# Tasks to carry out
- 1) Retype the passage on drag-along and tag-along rights word for word, from "These are different" up to and including "Are Drag-Along Rights?".
- 2) Answer these questions from the passage on drag-along and tag-along rights:
(a) What other name does the passage give for tag-along rights?
(b) What other name does it give for a drag-along right?
(c) Under which statute can a minority holdout apply for oppression remedies?
- 3) Proceed with the passage on drag-along and tag-along rights, starting after its final sentence.

- A drag-along right (also called a "bring-along" right) is a provision that allows a majority shareholder — or a defined group of shareholders holding a threshold percentage of shares —…
- A tag-along right (or co-sale right) protects minority shareholders when the majority wants to sell.
- - Majority shareholders want drag-along so they can deliver a clean 100% sale when the time is right.
Selling a private Ontario corporation often requires all shareholders to cooperate — but what happens when a minority shareholder refuses to sell, or when a majority shareholder wants to sell the company without bringing the minority along? Two provisions in a shareholder agreement address these opposing concerns: drag-along rights and tag-along rights (sometimes called co-sale rights).
These are different tools that protect different parties. Understanding both — and making sure your shareholder agreement includes the right combination — is essential if you ever expect to sell your business.
What Are Drag-Along Rights?
A drag-along right (also called a "bring-along" right) is a provision that allows a majority shareholder — or a defined group of shareholders holding a threshold percentage of shares — to compel the remaining shareholders to sell their shares to the same third-party buyer, on the same terms.
Why drag-along rights exist
Most sophisticated buyers want to acquire 100% of the shares of the corporation they are purchasing. A buyer who ends up with a minority holdout faces a co-owner they never chose and never agreed to — and the minority shareholder will retain statutory rights (including the ability to apply for oppression remedies under the OBCA) that can complicate future business decisions.

# Record set

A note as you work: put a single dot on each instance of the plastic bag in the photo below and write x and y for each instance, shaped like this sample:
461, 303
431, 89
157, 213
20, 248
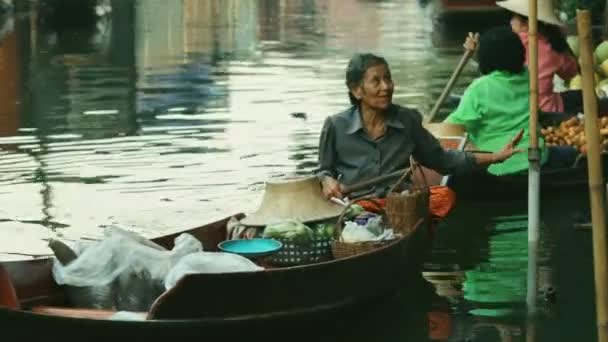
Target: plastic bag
209, 262
121, 272
372, 230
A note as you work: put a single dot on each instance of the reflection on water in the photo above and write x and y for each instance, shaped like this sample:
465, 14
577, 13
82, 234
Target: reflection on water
165, 115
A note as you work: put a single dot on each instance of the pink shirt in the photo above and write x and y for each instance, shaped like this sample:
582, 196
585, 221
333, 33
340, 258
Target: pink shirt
550, 63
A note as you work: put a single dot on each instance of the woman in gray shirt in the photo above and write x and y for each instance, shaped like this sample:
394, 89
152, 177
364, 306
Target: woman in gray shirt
375, 137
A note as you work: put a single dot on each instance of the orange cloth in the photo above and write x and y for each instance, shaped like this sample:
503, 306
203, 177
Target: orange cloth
442, 200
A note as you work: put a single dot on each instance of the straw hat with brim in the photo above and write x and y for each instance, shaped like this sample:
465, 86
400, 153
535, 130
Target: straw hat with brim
545, 13
299, 199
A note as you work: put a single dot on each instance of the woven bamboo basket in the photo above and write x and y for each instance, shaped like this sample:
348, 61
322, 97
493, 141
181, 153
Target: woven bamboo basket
405, 209
341, 249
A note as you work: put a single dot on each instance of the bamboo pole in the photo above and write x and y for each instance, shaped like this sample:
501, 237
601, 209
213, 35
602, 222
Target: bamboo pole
594, 169
534, 160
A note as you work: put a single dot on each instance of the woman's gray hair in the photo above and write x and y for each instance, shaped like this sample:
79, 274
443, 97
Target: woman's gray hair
357, 66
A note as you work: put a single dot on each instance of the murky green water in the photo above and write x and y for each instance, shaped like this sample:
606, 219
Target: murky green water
169, 114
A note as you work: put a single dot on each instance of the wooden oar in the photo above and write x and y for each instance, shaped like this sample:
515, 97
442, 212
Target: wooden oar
448, 88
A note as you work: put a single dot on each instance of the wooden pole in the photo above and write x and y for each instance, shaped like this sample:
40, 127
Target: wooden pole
534, 160
594, 169
463, 62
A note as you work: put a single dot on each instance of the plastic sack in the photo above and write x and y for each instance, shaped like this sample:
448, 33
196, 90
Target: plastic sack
209, 262
289, 230
372, 230
121, 272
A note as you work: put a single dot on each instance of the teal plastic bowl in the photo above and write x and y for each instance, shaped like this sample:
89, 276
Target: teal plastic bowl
251, 248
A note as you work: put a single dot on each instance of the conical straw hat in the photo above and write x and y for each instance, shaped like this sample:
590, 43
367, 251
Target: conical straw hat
299, 199
546, 12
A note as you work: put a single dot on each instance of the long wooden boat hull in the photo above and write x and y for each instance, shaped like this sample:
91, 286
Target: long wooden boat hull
480, 185
201, 302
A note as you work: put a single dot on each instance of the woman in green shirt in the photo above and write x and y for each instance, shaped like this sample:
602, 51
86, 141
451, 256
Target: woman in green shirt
496, 106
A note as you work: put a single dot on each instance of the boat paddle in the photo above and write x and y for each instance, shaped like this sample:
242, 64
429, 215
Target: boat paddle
448, 88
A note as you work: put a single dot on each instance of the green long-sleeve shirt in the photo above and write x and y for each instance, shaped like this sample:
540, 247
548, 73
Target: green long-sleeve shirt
493, 109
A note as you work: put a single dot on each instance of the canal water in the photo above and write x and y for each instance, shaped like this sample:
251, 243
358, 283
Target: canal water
163, 115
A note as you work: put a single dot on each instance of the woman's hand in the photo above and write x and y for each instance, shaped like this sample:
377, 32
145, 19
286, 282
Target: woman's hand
509, 149
471, 42
331, 187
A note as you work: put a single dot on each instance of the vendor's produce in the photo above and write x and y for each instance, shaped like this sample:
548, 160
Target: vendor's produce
600, 64
572, 133
289, 230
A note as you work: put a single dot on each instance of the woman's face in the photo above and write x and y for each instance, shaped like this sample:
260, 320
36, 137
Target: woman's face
376, 88
518, 24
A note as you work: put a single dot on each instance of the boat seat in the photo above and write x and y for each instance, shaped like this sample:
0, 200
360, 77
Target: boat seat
8, 295
79, 313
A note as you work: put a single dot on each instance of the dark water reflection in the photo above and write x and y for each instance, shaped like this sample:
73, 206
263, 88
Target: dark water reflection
168, 114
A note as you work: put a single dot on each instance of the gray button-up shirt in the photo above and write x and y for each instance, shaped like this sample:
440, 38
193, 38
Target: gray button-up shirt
348, 154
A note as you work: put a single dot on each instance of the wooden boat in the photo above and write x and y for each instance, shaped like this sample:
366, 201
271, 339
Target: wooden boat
481, 185
204, 304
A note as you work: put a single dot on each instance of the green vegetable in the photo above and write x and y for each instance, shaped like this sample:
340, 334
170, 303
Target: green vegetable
289, 230
324, 230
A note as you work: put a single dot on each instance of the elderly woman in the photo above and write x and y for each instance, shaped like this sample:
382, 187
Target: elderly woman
374, 137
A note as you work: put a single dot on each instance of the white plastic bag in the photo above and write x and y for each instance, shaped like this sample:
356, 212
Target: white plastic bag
209, 262
373, 230
121, 272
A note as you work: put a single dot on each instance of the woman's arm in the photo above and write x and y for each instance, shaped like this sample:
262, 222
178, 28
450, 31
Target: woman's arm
429, 152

# Results for each task
- 1)
These are different tools that protect different parties. Understanding both — and making sure your shareholder agreement includes the right combination — is essential if you ever expect to sell your business.
What Are Drag-Along Rights?

- 2)
(a) Co-sale rights
(b) A "bring-along" right
(c) The OBCA

- 3)
Without a drag-along right, a single minority shareholder who refuses to sell can block the entire transaction or, at minimum, demand a premium above the deal price in exchange for their cooperation.
How drag-along rights work in practice
- The majority shareholder negotiates a sale with a third-party buyer.
- Once the deal is agreed at the majority level, the majority shareholder delivers notice to the minority shareholders.
- The notice states the terms of the proposed sale — price per share, form of consideration, and closing date.
- The minority shareholders are contractually obligated to sell their shares on the same terms.
Protections for minority shareholders in a drag-along
A well-balanced shareholder agreement includes guardrails on drag-along rights:
- Minimum price threshold: the drag-along can only be triggered if the per-share price meets or exceeds a minimum (often a multiple of original cost or a formula price).
- Same terms: the minority must receive exactly the same per-share consideration as the majority — not a discounted price.
- Representations and warranties capped: minority shareholders should not be required to give representations and warranties they cannot stand behind (such as representations about things that happened before they became shareholders).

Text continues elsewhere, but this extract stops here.